Vaclav Klaus is less known in Hungary for his foresight and economic prowess than for his sabotaging of the Visegrád process of rapprochement between Poland, Hungary, the Czech Republic and Slovakia.
Like Mr. Klaus, Mr. O’Sullivan seems to be an adept of laissez-faire capitalism, deregulation of financial services, the “free movement of capital worldwide”. He is against more regulation and against those who call for it. He seems to ignore that the extreme speculative model of unbridled “global finance” brought not only Britain, Ireland and Iceland to the brink of bankruptcy but also the much bigger American economy. The lack of the discipline of a properly functioning international monetary system has created enormous financial and economic damage for the United States, and the bill for the excesses will have to be paid not only by the present but also by future generations.
In another context, he decries Mr. Sarkozy, “the sorcerer’s apprentice” intent to undermine the Atlantic World. “The US still resists” according to O’Sullivan. He seems to ignore that these ideas were completely discredited by the “subprime” crisis and its disastrous consequences. Even Mr. Greenspan, the longest serving Fed chairman, who retired just when it started, admitted so much in his testimony at a congressional hearing on 23 October, 2008. The charge by Mr. O’Sullivan of increasing “anti-Americanism” in Europe, ignores the well-known fact that Nicholas Sarkozy has been by far the most pro-American French President in living memory.
It appears that Mr. O’Sullivan is looking for allies in his fight against “Franco-German dominance” in Europe and calling for an alliance of peripheral countries, even outside of Europe, with Britain. Presumably against the rest of Franco-German dominated Europe. On the other hand, he seems to forget that Germany is the most important economic and trade partner of the countries of the region. And Germany came out sooner and faster of the crisis than most other countries, thanks to her strong industry. Germany’s economic strength is certainly benefiting the Central and East European countries. It is also in their interest to work closely together. In this spirit, the Hungarian presidency of Europe rightly calls for a strong Europe and a strong euro as well as for strong Euro-Atlantic relations.

-- Aim 1 --
Rewrite the entries as a numbered list, starting at the line that contains "around the shadow" and ending with the final line of the entries. Leave out any blank lines.
The commentary on European economic policy and the entries that follow it come from separate sources.

-- Listed records --
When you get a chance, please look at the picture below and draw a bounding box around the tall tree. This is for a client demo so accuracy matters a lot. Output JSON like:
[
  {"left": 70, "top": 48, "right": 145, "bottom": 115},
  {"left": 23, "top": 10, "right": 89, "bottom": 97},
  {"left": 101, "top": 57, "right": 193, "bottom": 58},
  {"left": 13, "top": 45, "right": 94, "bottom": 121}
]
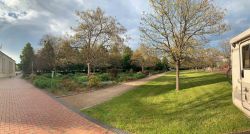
[
  {"left": 109, "top": 46, "right": 122, "bottom": 69},
  {"left": 131, "top": 44, "right": 158, "bottom": 72},
  {"left": 56, "top": 37, "right": 79, "bottom": 67},
  {"left": 122, "top": 46, "right": 133, "bottom": 71},
  {"left": 73, "top": 8, "right": 126, "bottom": 75},
  {"left": 20, "top": 42, "right": 34, "bottom": 74},
  {"left": 220, "top": 40, "right": 232, "bottom": 77},
  {"left": 140, "top": 0, "right": 227, "bottom": 91}
]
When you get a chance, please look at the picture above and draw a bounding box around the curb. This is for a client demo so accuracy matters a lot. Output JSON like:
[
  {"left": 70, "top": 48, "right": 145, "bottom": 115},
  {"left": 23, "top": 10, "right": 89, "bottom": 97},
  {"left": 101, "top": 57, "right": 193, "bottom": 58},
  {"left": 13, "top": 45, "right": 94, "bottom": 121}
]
[{"left": 41, "top": 88, "right": 129, "bottom": 134}]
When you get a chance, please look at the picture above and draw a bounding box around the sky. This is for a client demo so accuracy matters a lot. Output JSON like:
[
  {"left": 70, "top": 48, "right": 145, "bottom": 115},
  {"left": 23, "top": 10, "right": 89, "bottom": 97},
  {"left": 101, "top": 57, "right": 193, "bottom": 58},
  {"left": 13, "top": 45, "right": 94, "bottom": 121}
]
[{"left": 0, "top": 0, "right": 250, "bottom": 63}]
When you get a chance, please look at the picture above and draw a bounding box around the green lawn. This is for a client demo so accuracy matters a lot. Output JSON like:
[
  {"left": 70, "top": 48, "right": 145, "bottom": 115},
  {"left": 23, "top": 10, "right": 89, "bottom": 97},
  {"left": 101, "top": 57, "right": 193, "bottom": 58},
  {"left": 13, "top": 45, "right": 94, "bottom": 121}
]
[{"left": 83, "top": 71, "right": 250, "bottom": 134}]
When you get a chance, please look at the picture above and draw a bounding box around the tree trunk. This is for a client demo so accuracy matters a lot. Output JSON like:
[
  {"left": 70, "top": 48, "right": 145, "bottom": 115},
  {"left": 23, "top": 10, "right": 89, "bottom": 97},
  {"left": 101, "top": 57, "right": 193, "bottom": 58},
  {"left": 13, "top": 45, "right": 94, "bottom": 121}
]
[
  {"left": 141, "top": 65, "right": 144, "bottom": 72},
  {"left": 87, "top": 63, "right": 91, "bottom": 76},
  {"left": 175, "top": 61, "right": 180, "bottom": 92}
]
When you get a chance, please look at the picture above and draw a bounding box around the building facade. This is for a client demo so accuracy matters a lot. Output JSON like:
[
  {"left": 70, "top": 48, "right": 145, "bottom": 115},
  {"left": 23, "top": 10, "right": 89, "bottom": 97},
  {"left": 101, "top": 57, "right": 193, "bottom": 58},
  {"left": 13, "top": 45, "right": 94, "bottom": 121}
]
[{"left": 0, "top": 51, "right": 16, "bottom": 78}]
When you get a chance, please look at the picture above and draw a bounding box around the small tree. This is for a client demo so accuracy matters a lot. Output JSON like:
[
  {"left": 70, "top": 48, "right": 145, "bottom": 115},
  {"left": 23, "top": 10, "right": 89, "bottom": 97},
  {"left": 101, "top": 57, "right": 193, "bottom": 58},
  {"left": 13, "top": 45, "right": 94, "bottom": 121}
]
[
  {"left": 20, "top": 42, "right": 34, "bottom": 74},
  {"left": 140, "top": 0, "right": 229, "bottom": 91}
]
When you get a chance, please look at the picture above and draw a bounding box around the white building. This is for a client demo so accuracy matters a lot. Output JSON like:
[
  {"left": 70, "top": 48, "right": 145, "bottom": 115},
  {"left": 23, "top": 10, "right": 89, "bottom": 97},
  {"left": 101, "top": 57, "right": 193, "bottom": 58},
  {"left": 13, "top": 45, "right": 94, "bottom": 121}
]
[
  {"left": 230, "top": 29, "right": 250, "bottom": 117},
  {"left": 0, "top": 51, "right": 16, "bottom": 78}
]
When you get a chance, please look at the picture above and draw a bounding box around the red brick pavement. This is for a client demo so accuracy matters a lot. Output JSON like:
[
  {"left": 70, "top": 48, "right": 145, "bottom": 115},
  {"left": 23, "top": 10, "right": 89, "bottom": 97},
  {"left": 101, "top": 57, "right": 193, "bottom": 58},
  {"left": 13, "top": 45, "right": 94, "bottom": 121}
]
[{"left": 0, "top": 78, "right": 111, "bottom": 134}]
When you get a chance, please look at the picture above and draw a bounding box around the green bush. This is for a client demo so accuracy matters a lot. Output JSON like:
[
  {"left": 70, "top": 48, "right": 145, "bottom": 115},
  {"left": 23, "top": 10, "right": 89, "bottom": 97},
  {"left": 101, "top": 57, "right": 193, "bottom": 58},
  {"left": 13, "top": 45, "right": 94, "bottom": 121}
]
[
  {"left": 88, "top": 75, "right": 101, "bottom": 87},
  {"left": 60, "top": 79, "right": 79, "bottom": 91},
  {"left": 133, "top": 72, "right": 146, "bottom": 79},
  {"left": 98, "top": 73, "right": 112, "bottom": 81},
  {"left": 74, "top": 75, "right": 88, "bottom": 83},
  {"left": 33, "top": 76, "right": 58, "bottom": 89}
]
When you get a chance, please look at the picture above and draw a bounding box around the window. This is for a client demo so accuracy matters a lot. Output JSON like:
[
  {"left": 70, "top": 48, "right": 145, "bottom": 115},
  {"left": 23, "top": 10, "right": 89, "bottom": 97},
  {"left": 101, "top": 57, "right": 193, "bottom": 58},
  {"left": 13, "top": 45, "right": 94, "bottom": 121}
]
[{"left": 242, "top": 44, "right": 250, "bottom": 69}]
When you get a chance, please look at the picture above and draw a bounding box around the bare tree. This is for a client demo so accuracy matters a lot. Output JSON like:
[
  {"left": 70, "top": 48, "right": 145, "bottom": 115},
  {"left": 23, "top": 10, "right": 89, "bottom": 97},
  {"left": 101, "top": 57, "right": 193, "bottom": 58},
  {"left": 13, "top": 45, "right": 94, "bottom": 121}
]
[
  {"left": 131, "top": 44, "right": 158, "bottom": 72},
  {"left": 140, "top": 0, "right": 227, "bottom": 91},
  {"left": 73, "top": 8, "right": 126, "bottom": 75},
  {"left": 220, "top": 40, "right": 232, "bottom": 77}
]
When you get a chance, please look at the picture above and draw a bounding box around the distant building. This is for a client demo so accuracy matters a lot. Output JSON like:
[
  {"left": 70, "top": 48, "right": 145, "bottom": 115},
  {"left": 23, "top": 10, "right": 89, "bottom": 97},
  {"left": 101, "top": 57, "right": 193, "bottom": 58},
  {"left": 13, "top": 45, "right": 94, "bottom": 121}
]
[{"left": 0, "top": 51, "right": 16, "bottom": 78}]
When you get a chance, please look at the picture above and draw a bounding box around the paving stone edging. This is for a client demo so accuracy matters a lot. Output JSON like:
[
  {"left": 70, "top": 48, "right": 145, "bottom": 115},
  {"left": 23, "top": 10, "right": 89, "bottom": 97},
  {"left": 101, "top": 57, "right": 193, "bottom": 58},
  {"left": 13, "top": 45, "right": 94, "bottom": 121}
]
[{"left": 41, "top": 88, "right": 129, "bottom": 134}]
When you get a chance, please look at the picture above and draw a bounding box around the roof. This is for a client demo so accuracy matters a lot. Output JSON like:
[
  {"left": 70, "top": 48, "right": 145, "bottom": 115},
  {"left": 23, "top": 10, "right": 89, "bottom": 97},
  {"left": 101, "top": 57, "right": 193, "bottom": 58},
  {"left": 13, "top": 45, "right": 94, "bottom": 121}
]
[
  {"left": 0, "top": 51, "right": 16, "bottom": 62},
  {"left": 230, "top": 29, "right": 250, "bottom": 44}
]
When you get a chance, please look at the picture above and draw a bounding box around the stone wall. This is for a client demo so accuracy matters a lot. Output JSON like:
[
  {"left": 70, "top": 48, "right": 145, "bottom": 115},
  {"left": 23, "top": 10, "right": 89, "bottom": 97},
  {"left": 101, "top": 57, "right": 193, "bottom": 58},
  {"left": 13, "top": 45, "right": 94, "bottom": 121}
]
[{"left": 0, "top": 51, "right": 16, "bottom": 78}]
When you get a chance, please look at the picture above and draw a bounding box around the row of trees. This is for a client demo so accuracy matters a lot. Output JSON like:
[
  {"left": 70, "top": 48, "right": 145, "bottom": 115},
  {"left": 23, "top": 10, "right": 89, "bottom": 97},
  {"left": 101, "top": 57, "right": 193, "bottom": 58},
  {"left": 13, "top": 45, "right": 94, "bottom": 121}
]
[{"left": 21, "top": 0, "right": 228, "bottom": 91}]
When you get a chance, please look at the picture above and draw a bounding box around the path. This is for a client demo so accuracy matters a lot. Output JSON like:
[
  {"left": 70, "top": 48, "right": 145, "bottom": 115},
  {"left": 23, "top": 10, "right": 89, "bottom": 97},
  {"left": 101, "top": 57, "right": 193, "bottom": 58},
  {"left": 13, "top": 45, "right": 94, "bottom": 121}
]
[
  {"left": 61, "top": 73, "right": 165, "bottom": 109},
  {"left": 0, "top": 78, "right": 111, "bottom": 134}
]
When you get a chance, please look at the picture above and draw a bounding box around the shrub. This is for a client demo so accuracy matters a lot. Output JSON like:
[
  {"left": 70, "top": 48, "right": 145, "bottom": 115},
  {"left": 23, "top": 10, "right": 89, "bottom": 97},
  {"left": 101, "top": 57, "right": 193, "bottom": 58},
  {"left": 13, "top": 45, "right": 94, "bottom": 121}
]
[
  {"left": 88, "top": 75, "right": 100, "bottom": 87},
  {"left": 98, "top": 73, "right": 111, "bottom": 81},
  {"left": 74, "top": 76, "right": 88, "bottom": 83},
  {"left": 33, "top": 76, "right": 58, "bottom": 89},
  {"left": 60, "top": 79, "right": 78, "bottom": 91},
  {"left": 133, "top": 72, "right": 146, "bottom": 79}
]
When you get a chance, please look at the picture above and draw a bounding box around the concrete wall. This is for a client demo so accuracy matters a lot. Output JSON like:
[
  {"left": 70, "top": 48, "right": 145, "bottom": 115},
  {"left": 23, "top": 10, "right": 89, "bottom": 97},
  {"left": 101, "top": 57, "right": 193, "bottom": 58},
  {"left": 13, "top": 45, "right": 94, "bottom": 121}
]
[{"left": 0, "top": 51, "right": 16, "bottom": 78}]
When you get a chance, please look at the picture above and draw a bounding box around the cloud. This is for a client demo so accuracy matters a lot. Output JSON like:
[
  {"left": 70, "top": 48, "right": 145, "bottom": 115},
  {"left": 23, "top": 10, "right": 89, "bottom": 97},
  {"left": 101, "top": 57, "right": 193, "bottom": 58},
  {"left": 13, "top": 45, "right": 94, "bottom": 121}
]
[{"left": 0, "top": 0, "right": 250, "bottom": 62}]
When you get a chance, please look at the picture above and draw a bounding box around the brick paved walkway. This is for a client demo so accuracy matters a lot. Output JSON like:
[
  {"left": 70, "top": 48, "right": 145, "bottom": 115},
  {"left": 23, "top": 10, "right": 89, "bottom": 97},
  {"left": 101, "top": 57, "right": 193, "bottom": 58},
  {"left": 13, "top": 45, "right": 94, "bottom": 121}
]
[{"left": 0, "top": 78, "right": 111, "bottom": 134}]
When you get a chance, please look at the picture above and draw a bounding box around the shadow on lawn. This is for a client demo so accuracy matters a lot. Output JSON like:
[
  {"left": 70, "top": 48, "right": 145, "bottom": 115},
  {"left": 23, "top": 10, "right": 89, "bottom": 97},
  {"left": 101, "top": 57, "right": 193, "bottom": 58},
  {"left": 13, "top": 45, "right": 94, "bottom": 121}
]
[
  {"left": 127, "top": 74, "right": 234, "bottom": 130},
  {"left": 138, "top": 74, "right": 228, "bottom": 97}
]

-- Aim 2 --
Extend the commentary on European economic policy, picking up right after its final sentence.

-- Expected answer 1 --
1. When you get a chance, please look at the picture above and draw a bounding box around the shadow on lawn. This is for a client demo so accuracy matters a lot. Output JSON like:
2. [
3.   {"left": 70, "top": 48, "right": 145, "bottom": 115},
4.   {"left": 23, "top": 10, "right": 89, "bottom": 97},
5.   {"left": 101, "top": 57, "right": 193, "bottom": 58},
6.   {"left": 13, "top": 45, "right": 94, "bottom": 121}
7. ]
8. [
9.   {"left": 127, "top": 74, "right": 234, "bottom": 130},
10.   {"left": 138, "top": 74, "right": 228, "bottom": 97}
11. ]

-- Expected answer 2 --
Yes, being a member of the EU has great advantages, but it also requires being able to negotiate hard and to defend both the national and the common European interests. This is also the case within the Atlantic Community. Thus neither “Euro-scepticism” on the British mould, nor Anti-Americanism of the Right or the Left provide a reliable road-map for Hungary, and especially not during the period of the Hungarian Presidency of the European Union.
It is more important for both Hungarians and their partners to remember how the late Prime Minister Antall saw the historic opportunity offered by the end of Communist domination. He never ceased to tell both his countrymen and European and North American leaders that the new, unhoped-for opportunity to freely integrate the Euro-Atlantic Community will have created a situation for the first time in centuries where there would be no conflict between Hungarian values and aspirations, on the one hand, and Hungary’s partners and the community of nations to which it belongs, on the other hand. Whatever the ups and downs of the last sixteen years, this interpretation of Hungary’s place in Europe in the Atlantic Community and in the world at large remains valid today and for many years to come.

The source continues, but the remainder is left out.